*What this task involves:* Copy out every line in the rows below that contains the word "field". Case counts.

#####

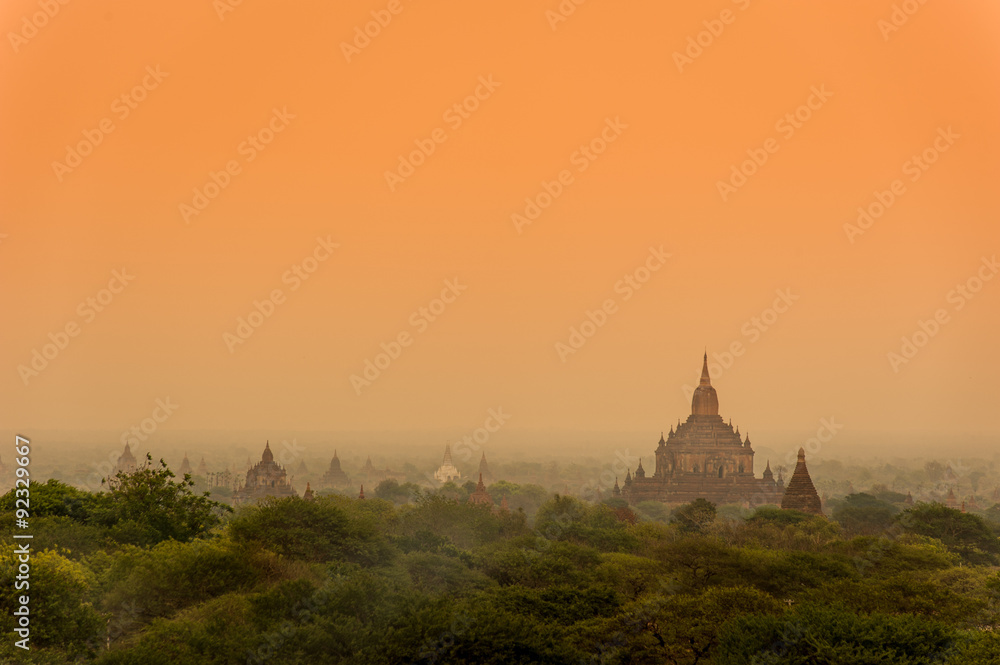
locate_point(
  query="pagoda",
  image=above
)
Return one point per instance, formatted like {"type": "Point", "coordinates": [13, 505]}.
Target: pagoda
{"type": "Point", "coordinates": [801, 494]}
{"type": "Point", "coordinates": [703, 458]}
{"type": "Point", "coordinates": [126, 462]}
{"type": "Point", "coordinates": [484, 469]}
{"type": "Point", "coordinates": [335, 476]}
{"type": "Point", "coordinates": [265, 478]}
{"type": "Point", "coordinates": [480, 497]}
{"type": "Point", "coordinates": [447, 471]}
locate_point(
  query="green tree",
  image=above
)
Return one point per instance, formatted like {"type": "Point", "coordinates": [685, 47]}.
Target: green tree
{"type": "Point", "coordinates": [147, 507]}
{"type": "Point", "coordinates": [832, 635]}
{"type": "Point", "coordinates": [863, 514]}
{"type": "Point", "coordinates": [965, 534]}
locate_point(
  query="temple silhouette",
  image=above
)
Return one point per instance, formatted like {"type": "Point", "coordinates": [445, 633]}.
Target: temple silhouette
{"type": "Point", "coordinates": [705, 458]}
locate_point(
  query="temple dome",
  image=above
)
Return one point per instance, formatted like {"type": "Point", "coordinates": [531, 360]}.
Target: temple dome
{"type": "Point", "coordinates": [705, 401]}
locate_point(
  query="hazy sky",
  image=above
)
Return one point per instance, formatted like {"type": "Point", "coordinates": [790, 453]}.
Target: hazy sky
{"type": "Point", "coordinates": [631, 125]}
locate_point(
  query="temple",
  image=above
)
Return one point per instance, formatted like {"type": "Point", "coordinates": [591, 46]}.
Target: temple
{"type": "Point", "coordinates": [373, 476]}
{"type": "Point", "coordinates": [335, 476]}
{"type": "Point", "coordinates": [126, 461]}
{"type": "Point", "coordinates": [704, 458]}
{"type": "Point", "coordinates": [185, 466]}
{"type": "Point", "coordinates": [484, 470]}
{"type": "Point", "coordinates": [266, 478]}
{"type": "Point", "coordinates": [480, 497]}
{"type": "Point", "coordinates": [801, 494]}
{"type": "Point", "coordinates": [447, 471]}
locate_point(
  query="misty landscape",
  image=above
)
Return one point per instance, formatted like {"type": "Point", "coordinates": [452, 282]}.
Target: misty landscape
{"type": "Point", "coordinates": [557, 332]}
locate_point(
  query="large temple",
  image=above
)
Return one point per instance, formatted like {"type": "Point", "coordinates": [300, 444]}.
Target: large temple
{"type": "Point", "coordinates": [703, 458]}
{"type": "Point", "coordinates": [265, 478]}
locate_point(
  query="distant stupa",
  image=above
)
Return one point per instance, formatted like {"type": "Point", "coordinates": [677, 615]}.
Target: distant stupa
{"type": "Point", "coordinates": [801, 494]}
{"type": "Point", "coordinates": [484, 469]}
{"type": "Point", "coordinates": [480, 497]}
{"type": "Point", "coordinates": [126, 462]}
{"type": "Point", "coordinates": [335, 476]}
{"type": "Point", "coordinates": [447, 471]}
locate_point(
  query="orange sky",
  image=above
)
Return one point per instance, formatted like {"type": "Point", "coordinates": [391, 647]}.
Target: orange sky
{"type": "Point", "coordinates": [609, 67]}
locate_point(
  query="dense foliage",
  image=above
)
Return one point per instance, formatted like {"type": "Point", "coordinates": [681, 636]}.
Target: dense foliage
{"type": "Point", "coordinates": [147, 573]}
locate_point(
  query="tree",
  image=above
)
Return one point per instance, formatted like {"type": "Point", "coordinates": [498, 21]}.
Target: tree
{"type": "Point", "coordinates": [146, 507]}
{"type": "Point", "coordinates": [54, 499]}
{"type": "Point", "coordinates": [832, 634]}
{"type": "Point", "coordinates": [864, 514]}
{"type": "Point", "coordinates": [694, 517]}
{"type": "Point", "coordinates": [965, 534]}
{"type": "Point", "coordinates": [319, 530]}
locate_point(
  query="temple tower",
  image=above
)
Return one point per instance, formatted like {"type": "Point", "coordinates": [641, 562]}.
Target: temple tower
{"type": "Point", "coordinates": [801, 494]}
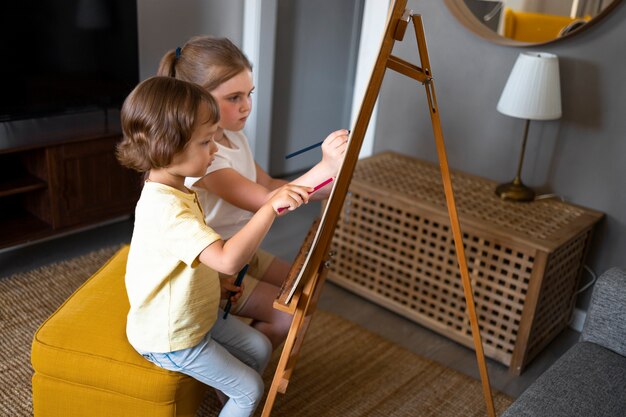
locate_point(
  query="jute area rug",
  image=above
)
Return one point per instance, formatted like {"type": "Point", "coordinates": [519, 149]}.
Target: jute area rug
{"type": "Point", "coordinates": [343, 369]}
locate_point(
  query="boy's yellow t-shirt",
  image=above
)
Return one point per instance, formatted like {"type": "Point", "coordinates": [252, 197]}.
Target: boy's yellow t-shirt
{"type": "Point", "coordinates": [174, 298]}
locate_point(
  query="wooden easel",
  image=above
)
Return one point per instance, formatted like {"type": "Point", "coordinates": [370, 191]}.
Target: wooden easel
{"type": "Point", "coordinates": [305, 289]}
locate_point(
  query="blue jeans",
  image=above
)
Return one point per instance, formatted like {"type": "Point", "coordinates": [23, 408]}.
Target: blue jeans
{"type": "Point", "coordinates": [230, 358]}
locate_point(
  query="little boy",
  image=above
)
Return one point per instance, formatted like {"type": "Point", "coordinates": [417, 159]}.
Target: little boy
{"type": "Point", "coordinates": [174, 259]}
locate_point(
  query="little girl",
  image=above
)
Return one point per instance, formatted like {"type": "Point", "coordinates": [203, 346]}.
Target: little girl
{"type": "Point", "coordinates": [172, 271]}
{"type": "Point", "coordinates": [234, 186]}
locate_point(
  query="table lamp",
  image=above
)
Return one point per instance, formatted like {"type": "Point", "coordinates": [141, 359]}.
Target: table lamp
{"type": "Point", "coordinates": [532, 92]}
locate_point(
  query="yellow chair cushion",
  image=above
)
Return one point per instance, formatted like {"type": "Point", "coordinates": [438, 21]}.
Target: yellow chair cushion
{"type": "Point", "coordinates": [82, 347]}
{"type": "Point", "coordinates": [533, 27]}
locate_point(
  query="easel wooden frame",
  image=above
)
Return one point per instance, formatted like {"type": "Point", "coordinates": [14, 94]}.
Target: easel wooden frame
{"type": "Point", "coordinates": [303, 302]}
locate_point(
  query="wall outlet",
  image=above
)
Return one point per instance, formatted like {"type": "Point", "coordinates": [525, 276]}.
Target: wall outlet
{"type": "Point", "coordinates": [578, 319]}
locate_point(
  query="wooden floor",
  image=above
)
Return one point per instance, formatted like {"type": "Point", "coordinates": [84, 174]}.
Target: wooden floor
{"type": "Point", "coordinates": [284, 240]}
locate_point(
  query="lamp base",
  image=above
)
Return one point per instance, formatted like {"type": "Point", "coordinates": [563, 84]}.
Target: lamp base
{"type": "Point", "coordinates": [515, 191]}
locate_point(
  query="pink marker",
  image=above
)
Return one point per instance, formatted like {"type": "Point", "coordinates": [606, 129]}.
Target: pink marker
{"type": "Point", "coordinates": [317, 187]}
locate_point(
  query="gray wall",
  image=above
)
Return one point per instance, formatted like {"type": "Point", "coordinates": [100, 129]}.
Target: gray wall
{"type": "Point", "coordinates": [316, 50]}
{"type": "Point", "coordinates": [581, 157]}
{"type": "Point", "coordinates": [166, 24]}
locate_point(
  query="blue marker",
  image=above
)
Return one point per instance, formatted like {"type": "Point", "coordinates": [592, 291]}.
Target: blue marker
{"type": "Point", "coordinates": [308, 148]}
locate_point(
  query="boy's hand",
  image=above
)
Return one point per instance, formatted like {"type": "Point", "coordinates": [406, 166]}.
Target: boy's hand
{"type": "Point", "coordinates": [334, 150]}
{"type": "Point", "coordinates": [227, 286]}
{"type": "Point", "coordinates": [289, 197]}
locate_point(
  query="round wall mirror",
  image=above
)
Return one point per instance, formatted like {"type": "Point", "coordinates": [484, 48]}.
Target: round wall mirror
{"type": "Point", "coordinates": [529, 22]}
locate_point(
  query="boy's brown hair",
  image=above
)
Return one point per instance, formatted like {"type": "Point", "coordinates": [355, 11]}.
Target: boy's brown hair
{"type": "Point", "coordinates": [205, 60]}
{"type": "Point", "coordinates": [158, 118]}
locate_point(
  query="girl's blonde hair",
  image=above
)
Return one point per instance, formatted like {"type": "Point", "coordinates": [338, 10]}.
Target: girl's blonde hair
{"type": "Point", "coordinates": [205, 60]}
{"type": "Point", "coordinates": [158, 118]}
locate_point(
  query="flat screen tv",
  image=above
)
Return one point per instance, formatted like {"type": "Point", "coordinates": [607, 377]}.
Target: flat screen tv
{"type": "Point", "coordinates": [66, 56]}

#####

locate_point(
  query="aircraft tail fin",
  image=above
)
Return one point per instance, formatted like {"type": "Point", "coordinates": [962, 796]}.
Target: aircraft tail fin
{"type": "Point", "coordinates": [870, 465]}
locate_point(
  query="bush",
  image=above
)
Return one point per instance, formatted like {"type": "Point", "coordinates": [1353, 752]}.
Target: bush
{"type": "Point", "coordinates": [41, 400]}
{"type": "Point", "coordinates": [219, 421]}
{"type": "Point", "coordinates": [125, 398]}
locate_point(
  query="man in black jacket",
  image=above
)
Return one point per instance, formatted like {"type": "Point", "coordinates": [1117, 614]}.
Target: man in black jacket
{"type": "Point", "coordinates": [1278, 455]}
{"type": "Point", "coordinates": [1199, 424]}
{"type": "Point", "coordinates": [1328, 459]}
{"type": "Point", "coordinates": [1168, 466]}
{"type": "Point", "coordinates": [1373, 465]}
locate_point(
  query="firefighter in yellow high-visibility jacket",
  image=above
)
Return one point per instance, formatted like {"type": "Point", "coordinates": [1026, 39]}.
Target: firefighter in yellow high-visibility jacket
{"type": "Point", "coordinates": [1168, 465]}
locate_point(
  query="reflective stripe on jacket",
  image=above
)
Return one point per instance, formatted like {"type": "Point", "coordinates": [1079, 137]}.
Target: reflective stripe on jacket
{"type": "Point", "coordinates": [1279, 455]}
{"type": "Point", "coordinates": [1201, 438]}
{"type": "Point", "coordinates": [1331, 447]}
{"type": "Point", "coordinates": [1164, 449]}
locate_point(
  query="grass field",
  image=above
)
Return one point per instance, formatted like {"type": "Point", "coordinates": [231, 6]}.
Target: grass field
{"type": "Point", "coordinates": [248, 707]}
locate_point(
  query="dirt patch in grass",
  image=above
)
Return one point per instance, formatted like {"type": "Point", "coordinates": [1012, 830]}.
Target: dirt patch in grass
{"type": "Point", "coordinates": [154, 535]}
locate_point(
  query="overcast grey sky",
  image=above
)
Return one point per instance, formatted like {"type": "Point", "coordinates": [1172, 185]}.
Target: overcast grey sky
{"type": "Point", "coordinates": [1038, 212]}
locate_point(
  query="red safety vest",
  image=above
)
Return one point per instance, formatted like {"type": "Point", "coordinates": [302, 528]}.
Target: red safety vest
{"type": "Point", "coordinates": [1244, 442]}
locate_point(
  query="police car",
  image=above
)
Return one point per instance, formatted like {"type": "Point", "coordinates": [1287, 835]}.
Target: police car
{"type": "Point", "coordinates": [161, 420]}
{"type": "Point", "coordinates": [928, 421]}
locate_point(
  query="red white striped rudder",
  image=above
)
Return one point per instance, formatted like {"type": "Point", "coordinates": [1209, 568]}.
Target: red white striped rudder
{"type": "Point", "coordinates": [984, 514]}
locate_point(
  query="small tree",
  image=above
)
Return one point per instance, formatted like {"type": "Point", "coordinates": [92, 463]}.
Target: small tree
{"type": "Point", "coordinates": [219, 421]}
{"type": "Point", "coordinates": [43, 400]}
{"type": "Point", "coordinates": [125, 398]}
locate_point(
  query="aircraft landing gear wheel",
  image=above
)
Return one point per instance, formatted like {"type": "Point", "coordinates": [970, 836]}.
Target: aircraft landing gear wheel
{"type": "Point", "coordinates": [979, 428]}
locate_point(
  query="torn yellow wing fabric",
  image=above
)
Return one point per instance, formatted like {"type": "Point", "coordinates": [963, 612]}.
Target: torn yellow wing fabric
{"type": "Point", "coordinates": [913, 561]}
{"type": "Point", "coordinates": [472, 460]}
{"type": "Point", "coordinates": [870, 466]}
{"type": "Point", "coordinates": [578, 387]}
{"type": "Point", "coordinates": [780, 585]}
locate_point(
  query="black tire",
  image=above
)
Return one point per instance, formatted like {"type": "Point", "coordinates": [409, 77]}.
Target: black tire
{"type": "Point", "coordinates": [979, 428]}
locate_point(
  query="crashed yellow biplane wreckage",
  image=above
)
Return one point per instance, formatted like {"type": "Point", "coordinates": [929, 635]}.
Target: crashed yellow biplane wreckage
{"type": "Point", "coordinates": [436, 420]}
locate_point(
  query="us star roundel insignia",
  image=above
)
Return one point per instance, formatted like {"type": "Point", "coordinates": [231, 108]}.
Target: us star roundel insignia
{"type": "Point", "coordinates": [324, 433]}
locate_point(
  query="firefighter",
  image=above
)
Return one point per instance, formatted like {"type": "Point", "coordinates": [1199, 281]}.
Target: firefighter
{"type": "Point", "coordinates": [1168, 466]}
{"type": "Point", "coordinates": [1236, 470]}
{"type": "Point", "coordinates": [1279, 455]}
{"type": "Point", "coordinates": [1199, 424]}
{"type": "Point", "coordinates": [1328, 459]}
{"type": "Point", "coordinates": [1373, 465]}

#####

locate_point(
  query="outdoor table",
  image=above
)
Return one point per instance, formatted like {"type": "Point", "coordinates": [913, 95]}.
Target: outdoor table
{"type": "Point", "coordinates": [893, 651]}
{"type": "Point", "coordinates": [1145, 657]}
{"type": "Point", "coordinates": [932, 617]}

#####

*Exercise result:*
  query="grass field",
Target: grass field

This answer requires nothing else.